Present the material below as a Markdown table with the columns Row and Line, numbering each line from the one containing "Question. The picture above shows the roof finial." up to and including the final line of the material. Leave out any blank lines.

○ ○ ○ ○

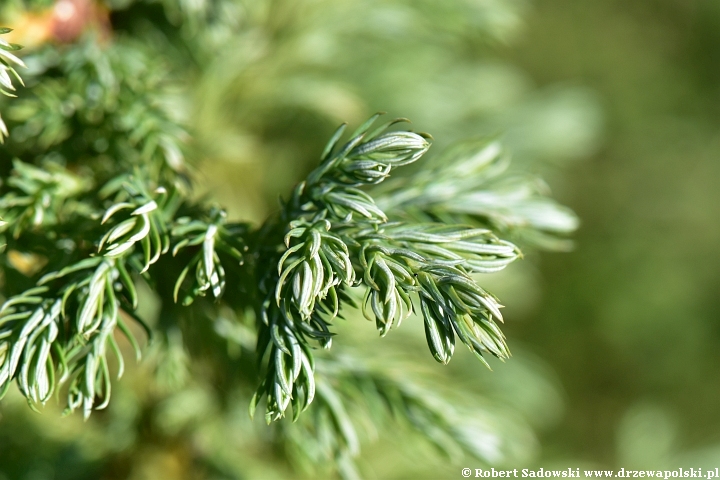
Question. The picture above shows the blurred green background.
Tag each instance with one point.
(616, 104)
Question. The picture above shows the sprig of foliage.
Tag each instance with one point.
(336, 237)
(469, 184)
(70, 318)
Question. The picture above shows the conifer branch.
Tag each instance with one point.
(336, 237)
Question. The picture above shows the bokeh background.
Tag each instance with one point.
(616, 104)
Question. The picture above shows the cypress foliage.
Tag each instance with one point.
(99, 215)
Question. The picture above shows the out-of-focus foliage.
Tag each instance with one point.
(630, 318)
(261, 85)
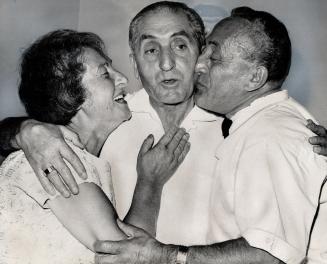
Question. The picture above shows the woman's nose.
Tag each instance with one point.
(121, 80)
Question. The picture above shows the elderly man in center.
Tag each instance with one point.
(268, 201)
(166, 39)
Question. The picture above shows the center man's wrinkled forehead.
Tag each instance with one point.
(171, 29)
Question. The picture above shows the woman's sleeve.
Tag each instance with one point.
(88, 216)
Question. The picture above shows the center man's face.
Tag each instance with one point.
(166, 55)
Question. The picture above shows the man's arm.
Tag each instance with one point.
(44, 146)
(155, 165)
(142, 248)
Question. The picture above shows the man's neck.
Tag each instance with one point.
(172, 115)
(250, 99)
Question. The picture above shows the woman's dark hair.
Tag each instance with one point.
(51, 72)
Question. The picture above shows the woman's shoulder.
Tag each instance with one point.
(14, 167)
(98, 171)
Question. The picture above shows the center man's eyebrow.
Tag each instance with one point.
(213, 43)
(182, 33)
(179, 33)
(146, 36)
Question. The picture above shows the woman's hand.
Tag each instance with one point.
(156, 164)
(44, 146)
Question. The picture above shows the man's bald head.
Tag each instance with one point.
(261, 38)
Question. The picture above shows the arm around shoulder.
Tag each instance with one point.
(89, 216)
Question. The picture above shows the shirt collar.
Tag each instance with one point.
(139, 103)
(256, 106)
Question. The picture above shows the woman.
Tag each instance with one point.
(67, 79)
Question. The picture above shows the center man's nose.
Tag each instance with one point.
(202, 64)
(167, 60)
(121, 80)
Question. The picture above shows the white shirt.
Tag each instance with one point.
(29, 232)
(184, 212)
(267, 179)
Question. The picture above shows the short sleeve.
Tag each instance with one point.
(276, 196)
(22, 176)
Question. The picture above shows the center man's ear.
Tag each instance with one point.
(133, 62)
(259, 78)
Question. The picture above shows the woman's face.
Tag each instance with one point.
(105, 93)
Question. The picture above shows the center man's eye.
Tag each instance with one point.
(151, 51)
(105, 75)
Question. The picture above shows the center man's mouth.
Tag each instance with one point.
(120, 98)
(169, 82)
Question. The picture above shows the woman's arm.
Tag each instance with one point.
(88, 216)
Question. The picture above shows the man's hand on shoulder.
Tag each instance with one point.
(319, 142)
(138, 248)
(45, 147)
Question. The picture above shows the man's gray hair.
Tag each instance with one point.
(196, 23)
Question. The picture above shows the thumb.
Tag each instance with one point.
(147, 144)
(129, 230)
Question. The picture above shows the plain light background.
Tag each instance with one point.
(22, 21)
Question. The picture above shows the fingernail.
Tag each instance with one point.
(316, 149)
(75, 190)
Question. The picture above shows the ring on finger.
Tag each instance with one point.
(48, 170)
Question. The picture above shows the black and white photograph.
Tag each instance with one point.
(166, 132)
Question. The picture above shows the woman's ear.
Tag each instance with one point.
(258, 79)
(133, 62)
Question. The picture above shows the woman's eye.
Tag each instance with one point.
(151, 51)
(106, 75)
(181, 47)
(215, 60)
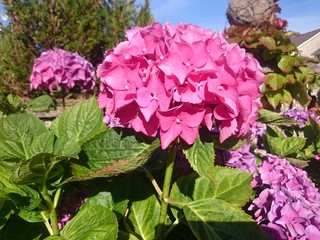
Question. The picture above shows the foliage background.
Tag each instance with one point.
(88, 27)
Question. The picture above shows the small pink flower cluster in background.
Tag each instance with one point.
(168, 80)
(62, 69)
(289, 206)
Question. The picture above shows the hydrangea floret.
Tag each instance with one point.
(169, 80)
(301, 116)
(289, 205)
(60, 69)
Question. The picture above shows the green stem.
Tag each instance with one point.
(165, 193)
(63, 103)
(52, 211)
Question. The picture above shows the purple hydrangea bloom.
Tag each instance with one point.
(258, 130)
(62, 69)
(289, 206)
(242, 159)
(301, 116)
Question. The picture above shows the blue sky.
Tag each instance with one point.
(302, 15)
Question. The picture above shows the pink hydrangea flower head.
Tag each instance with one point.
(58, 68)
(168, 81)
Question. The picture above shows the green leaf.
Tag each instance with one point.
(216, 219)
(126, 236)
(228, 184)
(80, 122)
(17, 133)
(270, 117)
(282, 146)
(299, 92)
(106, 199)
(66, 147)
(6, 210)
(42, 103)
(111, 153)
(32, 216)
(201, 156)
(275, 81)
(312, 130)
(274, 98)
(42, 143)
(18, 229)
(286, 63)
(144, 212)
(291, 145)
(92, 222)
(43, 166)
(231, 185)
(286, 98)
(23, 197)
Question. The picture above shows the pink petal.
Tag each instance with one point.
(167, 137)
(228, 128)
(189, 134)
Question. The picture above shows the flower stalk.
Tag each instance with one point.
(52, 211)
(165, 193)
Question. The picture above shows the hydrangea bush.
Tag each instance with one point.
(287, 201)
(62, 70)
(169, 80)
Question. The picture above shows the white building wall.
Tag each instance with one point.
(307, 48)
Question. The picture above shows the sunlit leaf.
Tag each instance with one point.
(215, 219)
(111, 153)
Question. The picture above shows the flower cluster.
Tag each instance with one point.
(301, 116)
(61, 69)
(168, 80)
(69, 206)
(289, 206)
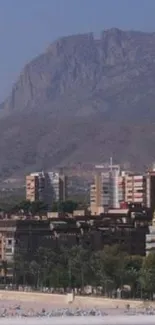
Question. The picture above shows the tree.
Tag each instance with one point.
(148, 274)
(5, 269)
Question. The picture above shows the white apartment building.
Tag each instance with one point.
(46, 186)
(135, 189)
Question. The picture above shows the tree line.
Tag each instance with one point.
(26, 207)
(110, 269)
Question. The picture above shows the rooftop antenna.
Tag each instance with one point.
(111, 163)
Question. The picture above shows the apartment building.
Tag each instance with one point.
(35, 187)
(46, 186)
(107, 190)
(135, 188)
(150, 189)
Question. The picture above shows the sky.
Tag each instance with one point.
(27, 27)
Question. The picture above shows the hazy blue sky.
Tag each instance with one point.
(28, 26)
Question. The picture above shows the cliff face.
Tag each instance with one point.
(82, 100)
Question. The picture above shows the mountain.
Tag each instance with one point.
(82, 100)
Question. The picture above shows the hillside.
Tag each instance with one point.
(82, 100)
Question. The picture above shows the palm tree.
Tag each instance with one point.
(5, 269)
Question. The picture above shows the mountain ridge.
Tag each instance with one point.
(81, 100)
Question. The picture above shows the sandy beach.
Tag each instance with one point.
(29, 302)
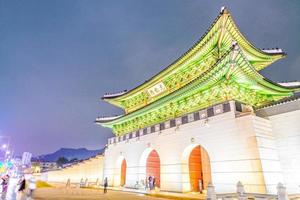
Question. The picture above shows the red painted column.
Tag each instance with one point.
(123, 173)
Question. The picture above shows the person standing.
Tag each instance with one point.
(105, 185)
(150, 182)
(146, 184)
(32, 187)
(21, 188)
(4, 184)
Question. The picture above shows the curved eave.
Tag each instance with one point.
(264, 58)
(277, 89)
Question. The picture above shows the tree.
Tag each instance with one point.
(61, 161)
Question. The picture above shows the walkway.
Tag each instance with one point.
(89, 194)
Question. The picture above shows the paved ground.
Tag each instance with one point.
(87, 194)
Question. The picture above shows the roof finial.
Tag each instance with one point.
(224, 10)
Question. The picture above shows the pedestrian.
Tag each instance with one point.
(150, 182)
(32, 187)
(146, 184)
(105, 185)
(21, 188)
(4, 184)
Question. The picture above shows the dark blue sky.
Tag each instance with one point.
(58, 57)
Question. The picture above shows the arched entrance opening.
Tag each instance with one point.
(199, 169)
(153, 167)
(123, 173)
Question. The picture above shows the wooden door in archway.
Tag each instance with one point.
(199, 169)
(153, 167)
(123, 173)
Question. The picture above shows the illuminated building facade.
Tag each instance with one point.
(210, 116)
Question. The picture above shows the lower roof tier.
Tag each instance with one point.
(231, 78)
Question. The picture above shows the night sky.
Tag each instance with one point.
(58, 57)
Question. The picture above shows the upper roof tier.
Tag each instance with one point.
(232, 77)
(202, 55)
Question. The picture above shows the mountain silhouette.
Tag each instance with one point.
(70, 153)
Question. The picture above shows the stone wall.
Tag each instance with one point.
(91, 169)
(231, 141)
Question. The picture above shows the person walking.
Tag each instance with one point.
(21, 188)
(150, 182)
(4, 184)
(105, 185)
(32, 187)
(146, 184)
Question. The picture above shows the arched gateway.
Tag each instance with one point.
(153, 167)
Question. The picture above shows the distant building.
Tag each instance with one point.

○ ○ ○ ○

→ **Answer for this exercise**
| Row | Line |
|---|---|
| 1 | Question. The picture above shows the roof finial. |
| 2 | Tag each instance with one point. |
| 3 | (224, 10) |
| 4 | Question. The picture above shows the pedestrian. |
| 5 | Tag each instance with one point. |
| 6 | (150, 182) |
| 7 | (32, 187) |
| 8 | (146, 184) |
| 9 | (105, 185) |
| 10 | (21, 188) |
| 11 | (4, 184) |
| 12 | Question. The picture above shows the dark blue sky. |
| 13 | Tag each instance with one point. |
| 14 | (58, 57) |
| 15 | Question. The picture above shows the arched entrance opening. |
| 16 | Tag each instance with one point. |
| 17 | (199, 169) |
| 18 | (153, 167) |
| 19 | (123, 173) |
| 20 | Question. The picture above shows the wooden door in archway. |
| 21 | Tag each instance with one point. |
| 22 | (199, 169) |
| 23 | (153, 167) |
| 24 | (123, 173) |
| 25 | Question. The picture above shows the illuminated building facade. |
| 26 | Tag each instance with one point. |
| 27 | (210, 116) |
| 28 | Question. The picture above shows the lower roof tier. |
| 29 | Tag each instance with one point. |
| 30 | (231, 78) |
| 31 | Question. The picture above shows the night sky. |
| 32 | Tag each instance with one point. |
| 33 | (58, 57) |
| 34 | Question. The picture above shows the upper roof tier. |
| 35 | Tag each instance with one point. |
| 36 | (232, 77) |
| 37 | (202, 55) |
| 38 | Question. The picture above shows the mountain silhouette. |
| 39 | Tag each instance with one point. |
| 40 | (70, 153) |
| 41 | Question. The picture above shows the stone wall. |
| 42 | Tag each instance with one point. |
| 43 | (91, 169) |
| 44 | (231, 141) |
| 45 | Question. The picture above shows the person walking. |
| 46 | Tag each instance with one point. |
| 47 | (21, 188) |
| 48 | (150, 182) |
| 49 | (4, 184) |
| 50 | (105, 185) |
| 51 | (32, 187) |
| 52 | (146, 184) |
| 53 | Question. The picture above shows the arched gateway. |
| 54 | Tag each instance with one point. |
| 55 | (153, 167) |
| 56 | Question. The picture above shows the distant building. |
| 57 | Tag each instance with one point. |